## [Data excerpts]

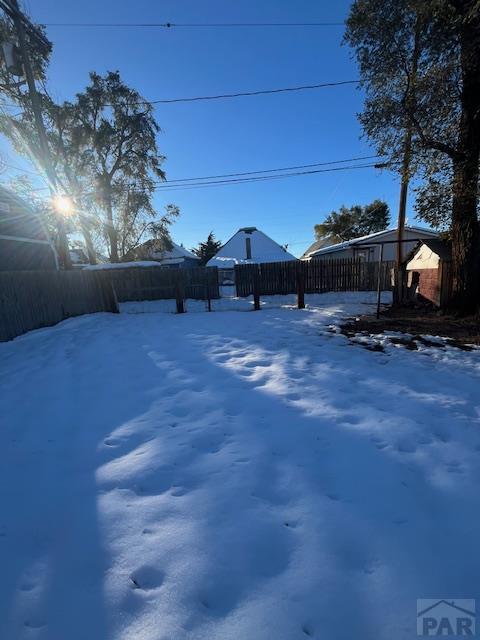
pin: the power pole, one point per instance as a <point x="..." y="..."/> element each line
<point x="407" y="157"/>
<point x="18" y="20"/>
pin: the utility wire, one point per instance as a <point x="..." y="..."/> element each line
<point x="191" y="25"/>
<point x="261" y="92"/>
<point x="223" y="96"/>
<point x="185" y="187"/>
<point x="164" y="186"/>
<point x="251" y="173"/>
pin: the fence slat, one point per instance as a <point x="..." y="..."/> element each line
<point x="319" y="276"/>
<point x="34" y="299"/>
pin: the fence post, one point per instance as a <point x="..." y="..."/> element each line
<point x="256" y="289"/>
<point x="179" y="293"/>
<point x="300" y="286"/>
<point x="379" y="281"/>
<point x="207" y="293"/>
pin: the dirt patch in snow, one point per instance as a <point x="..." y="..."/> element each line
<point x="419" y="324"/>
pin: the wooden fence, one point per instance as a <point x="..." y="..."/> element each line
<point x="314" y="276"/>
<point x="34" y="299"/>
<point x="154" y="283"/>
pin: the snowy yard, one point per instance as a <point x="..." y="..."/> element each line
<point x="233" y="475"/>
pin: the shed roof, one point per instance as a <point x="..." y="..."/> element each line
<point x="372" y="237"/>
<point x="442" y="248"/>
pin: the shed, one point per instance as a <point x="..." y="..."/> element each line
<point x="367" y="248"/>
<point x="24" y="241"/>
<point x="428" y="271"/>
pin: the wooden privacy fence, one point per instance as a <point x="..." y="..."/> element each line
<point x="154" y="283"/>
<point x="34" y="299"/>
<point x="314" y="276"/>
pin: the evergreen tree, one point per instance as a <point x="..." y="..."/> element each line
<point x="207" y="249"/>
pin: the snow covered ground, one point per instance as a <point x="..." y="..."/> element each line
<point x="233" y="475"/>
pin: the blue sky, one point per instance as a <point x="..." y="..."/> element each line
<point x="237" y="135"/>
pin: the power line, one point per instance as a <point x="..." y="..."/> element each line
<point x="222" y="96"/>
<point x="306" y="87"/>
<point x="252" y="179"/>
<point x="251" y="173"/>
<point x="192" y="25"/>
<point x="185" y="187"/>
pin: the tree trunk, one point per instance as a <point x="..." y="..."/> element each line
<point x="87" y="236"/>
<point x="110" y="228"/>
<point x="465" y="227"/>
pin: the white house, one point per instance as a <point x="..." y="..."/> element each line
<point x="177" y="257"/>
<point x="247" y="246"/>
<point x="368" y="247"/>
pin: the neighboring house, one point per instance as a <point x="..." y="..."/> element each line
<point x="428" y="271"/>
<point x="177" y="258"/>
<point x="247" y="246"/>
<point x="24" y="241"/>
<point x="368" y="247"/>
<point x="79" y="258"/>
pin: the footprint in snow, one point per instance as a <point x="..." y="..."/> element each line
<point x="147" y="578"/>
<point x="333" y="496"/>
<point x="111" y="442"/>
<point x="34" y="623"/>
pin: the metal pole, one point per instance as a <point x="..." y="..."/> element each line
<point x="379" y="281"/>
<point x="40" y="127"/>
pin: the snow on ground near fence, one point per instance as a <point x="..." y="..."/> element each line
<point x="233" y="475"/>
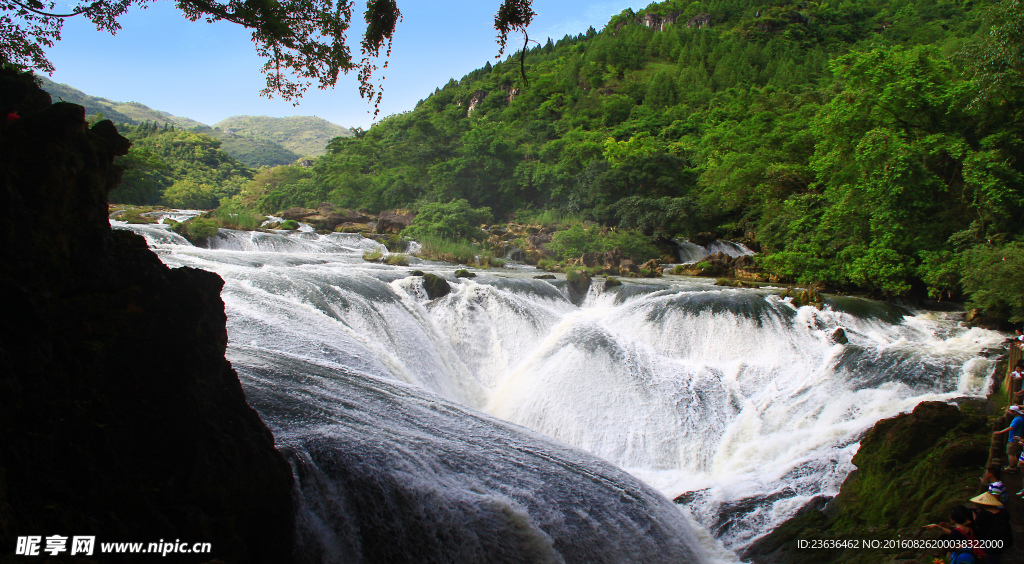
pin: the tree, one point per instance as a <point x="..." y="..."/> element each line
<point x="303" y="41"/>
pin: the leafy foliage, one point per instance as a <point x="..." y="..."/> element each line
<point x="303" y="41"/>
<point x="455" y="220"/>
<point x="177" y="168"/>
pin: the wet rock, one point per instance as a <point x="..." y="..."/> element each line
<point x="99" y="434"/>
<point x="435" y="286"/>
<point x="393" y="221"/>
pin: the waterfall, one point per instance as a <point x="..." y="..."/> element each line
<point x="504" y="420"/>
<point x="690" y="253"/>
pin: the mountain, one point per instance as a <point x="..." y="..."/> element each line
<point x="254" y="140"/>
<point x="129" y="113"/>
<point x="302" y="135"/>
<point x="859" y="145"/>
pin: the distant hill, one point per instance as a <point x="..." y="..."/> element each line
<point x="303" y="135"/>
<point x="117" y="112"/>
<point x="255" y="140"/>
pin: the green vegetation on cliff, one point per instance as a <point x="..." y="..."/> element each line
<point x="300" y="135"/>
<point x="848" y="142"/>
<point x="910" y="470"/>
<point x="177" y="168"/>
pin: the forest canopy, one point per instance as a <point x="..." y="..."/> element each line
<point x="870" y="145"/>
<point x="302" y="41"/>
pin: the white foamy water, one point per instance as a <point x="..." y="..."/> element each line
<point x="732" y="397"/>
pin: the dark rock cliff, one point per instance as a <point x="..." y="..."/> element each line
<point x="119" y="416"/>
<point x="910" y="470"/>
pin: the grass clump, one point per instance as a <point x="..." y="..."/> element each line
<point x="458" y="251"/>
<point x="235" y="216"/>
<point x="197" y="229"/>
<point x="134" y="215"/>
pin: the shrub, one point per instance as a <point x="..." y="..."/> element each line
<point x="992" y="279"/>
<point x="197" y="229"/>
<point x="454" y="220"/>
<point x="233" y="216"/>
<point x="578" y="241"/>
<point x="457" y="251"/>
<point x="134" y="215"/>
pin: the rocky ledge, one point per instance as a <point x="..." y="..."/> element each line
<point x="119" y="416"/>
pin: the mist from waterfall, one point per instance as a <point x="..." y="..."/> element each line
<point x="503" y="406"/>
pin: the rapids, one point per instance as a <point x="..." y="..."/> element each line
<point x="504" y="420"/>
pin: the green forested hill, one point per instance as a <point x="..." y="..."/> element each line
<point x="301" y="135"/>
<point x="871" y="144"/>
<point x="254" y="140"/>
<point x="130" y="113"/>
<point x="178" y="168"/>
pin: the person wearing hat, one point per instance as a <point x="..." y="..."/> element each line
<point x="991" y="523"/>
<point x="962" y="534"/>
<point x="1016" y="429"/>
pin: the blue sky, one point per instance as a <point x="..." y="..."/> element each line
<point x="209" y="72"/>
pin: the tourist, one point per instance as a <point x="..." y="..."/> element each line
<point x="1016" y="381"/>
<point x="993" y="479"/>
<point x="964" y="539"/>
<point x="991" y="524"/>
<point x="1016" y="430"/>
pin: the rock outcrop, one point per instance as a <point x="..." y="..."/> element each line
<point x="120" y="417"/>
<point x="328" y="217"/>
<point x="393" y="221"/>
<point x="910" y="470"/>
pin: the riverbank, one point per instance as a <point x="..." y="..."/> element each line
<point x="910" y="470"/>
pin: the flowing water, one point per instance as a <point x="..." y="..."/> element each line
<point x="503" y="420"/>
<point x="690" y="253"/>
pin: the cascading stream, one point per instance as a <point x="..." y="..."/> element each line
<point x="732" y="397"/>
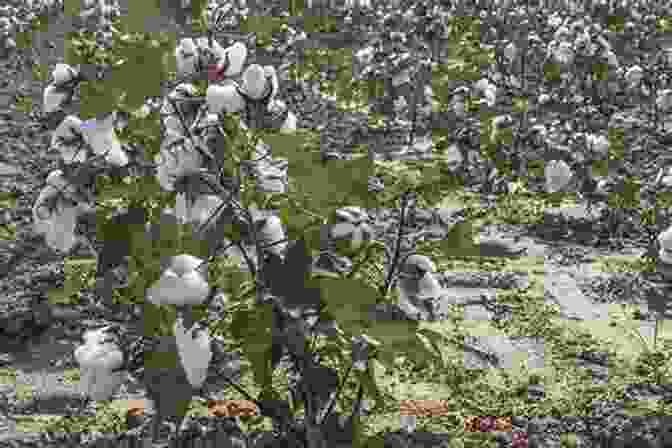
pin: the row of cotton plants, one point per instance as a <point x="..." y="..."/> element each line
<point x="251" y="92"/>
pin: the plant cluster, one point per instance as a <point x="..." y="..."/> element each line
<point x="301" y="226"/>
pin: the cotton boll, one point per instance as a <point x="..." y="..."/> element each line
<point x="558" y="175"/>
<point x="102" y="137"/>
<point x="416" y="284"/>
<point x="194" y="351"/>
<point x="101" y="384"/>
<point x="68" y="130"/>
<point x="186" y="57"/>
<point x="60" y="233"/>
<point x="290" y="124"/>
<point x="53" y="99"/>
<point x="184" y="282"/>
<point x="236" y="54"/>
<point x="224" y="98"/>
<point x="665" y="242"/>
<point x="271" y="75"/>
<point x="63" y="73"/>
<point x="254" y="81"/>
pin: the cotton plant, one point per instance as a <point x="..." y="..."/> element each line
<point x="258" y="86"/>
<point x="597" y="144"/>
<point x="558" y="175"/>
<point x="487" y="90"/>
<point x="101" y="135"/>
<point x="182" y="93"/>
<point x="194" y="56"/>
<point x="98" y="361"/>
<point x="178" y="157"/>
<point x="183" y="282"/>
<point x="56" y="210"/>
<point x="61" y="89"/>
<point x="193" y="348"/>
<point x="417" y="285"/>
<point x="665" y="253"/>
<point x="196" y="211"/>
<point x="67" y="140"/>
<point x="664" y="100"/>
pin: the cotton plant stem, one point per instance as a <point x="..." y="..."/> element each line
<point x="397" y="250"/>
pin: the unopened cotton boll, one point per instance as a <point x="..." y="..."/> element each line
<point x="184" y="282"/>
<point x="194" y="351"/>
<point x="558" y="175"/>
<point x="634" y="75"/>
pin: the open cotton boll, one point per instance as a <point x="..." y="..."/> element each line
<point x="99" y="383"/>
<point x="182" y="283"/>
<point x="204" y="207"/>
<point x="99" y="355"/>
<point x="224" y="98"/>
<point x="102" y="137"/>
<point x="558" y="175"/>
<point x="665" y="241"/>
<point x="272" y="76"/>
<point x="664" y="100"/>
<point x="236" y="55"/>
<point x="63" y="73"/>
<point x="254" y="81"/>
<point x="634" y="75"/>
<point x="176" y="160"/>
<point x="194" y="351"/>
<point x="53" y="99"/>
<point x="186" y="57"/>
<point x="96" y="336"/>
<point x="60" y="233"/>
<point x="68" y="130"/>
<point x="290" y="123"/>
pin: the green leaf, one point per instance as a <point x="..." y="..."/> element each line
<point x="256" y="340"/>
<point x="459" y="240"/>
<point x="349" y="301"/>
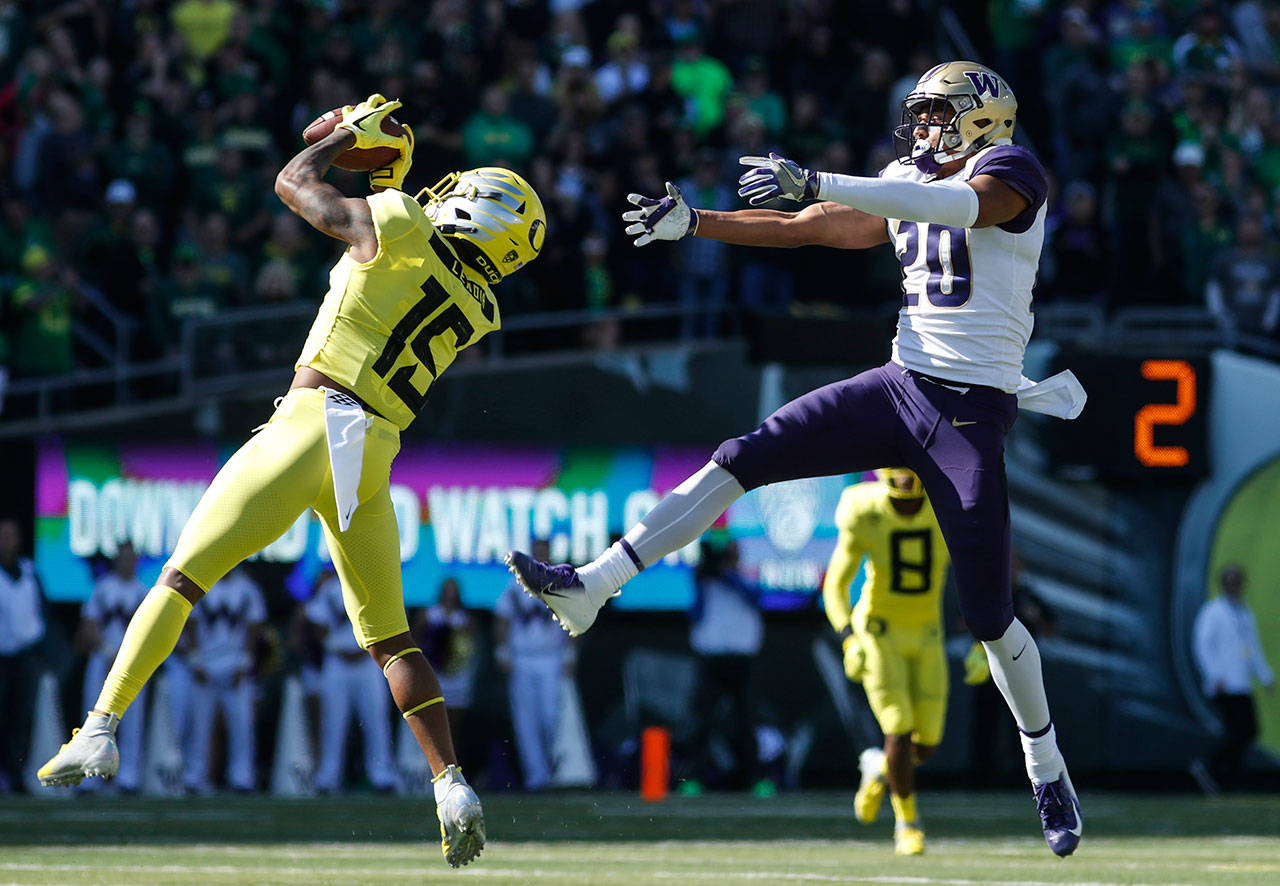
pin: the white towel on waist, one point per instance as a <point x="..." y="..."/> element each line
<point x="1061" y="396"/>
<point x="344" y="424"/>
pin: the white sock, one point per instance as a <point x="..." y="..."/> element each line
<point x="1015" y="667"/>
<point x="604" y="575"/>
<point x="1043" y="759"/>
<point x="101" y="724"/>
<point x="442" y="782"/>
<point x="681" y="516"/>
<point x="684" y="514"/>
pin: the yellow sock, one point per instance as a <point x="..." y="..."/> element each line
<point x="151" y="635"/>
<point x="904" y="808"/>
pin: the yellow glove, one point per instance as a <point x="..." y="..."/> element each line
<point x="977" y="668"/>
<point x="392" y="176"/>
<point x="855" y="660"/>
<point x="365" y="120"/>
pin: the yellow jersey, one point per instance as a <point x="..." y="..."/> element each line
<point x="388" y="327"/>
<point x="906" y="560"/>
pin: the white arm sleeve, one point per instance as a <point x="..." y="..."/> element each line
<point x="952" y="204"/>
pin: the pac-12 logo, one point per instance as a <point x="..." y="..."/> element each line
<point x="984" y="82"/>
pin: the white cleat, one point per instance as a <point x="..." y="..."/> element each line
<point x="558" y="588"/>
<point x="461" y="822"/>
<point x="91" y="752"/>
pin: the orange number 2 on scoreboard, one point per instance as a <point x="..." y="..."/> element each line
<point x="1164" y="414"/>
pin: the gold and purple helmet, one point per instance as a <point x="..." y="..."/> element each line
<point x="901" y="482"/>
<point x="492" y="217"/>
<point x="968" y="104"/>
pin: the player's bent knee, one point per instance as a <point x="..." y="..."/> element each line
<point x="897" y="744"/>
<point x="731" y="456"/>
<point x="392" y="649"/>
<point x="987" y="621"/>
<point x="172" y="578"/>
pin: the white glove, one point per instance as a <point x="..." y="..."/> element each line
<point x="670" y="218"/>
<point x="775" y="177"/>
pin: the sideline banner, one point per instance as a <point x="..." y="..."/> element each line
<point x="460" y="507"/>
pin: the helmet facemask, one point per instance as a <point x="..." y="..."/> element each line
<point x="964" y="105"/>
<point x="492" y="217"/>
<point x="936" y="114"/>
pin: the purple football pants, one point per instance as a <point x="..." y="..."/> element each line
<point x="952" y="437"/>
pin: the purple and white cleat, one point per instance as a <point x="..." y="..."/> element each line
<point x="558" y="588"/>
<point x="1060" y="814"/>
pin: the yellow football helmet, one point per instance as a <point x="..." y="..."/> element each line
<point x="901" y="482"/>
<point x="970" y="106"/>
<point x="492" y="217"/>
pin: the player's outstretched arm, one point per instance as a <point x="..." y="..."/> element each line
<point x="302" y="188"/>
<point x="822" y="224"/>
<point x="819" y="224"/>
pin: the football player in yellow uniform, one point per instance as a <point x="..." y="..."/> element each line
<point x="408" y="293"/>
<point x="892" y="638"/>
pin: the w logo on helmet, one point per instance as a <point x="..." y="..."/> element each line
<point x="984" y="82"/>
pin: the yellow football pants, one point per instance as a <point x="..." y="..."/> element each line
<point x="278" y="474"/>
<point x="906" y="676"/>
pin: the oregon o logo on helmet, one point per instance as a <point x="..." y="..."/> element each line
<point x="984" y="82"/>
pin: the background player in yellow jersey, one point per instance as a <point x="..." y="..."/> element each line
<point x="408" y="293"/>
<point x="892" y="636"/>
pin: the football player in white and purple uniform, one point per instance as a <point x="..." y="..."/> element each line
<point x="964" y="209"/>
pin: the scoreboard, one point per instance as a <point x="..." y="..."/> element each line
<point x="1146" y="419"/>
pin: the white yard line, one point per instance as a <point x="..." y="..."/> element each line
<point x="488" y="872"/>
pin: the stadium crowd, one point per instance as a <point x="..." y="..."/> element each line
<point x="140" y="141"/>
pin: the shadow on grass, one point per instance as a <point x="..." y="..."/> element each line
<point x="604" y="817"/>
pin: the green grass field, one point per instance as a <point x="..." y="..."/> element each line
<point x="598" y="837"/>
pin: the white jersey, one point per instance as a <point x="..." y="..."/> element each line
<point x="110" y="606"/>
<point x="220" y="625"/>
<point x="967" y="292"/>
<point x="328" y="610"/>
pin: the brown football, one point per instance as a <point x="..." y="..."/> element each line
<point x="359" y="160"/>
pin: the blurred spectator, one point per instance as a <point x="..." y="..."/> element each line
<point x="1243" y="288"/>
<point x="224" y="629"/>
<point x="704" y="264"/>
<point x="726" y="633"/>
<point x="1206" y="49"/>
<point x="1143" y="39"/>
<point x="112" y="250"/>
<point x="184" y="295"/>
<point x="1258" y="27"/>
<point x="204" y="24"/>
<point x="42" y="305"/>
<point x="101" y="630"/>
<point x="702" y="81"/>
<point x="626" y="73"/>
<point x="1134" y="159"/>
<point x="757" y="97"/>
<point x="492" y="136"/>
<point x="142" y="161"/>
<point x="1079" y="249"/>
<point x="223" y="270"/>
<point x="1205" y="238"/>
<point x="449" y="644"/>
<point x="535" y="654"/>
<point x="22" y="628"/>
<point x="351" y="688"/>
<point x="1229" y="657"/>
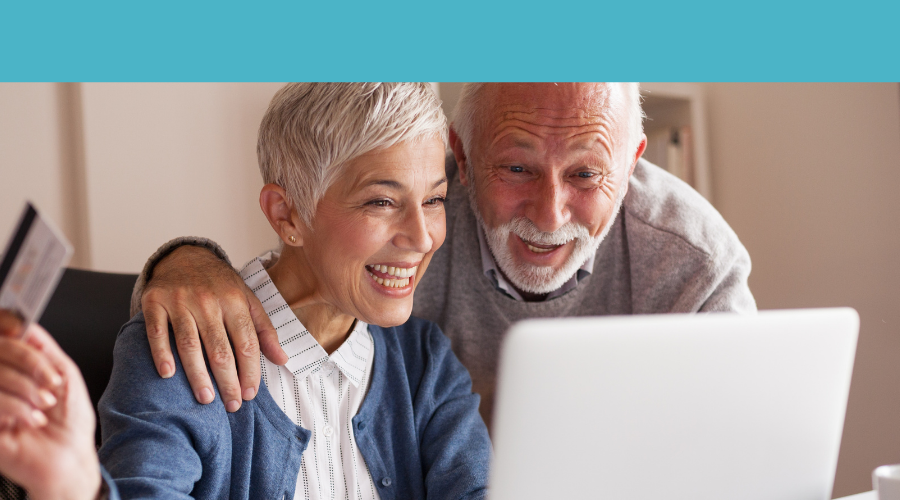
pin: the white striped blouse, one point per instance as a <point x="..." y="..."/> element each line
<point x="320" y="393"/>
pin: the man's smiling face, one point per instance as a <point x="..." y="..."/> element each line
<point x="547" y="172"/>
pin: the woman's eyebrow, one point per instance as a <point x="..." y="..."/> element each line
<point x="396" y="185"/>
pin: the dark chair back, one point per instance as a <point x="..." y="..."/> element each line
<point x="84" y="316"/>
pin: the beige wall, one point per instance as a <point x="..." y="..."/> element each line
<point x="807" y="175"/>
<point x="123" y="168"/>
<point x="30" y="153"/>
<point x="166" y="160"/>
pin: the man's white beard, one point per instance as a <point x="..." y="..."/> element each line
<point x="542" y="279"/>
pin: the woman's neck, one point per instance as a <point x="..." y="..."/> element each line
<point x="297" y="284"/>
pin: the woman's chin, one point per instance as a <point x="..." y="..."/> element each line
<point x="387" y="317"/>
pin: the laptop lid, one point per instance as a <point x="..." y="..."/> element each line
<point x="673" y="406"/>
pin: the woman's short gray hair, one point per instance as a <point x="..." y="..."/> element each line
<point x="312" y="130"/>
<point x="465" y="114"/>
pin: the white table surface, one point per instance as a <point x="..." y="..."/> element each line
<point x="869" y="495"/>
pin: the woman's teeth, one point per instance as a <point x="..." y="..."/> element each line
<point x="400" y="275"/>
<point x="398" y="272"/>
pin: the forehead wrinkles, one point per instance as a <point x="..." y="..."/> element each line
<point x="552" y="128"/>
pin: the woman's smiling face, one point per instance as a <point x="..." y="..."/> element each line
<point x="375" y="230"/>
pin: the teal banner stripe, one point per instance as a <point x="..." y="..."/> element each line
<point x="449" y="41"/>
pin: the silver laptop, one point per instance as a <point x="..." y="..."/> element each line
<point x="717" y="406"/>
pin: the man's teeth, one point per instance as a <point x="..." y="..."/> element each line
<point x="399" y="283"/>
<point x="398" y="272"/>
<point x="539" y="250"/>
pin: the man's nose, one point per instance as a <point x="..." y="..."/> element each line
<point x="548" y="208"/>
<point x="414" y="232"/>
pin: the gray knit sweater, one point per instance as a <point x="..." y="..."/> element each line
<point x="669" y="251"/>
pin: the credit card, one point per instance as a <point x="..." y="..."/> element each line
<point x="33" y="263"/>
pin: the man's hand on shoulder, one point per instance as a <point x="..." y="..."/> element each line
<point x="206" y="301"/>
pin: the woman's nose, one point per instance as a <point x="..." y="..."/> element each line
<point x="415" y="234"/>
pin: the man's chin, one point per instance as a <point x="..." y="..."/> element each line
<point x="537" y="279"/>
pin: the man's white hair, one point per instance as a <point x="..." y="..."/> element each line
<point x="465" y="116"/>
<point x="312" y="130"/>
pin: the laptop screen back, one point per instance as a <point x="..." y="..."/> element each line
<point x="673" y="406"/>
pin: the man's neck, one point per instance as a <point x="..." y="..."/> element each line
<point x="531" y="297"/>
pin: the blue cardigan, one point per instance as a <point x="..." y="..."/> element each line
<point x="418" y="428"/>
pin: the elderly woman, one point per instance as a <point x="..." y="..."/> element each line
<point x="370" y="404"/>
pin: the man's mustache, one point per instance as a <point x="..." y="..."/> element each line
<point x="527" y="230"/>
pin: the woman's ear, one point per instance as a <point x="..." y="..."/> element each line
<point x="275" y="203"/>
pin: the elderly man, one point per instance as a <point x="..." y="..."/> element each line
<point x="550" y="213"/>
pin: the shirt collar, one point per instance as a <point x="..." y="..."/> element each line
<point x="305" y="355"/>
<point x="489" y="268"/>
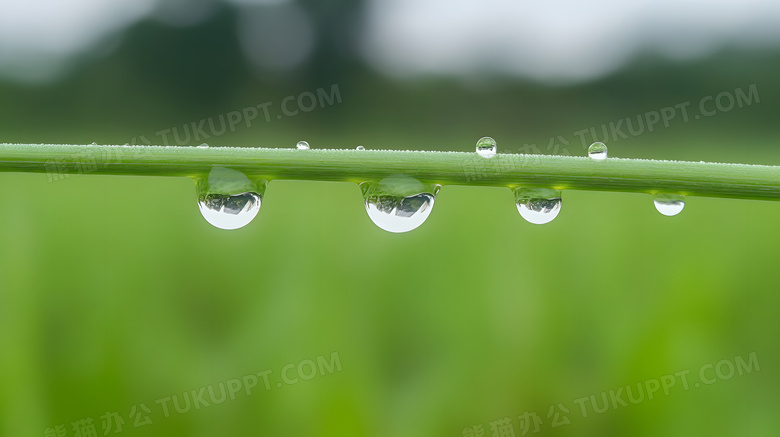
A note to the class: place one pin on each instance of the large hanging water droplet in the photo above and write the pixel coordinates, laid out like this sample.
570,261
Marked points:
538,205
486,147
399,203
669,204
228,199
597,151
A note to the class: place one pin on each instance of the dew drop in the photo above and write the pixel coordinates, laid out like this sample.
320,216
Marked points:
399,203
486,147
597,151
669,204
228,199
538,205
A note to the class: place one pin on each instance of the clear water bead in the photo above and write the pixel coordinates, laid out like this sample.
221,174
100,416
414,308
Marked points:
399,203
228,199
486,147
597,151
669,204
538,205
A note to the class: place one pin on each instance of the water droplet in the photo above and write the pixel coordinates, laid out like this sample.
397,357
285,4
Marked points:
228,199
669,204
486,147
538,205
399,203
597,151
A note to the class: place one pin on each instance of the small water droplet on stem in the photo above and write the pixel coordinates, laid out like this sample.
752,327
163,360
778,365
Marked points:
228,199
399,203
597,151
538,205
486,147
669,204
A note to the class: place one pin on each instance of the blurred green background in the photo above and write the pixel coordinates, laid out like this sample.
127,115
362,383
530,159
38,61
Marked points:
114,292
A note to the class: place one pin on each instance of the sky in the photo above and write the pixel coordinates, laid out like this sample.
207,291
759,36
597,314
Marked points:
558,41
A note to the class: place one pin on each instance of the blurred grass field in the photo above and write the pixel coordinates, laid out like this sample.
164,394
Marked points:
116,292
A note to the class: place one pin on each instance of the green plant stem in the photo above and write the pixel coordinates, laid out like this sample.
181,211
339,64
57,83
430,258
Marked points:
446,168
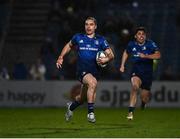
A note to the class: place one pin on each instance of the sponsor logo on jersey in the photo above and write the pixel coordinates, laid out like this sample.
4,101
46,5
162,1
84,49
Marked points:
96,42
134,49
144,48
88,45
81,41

## [Work order]
What is the number of lines in the material above that carry the word "droplet"? Respond with that count and nothing more.

## [Answer to this problem]
3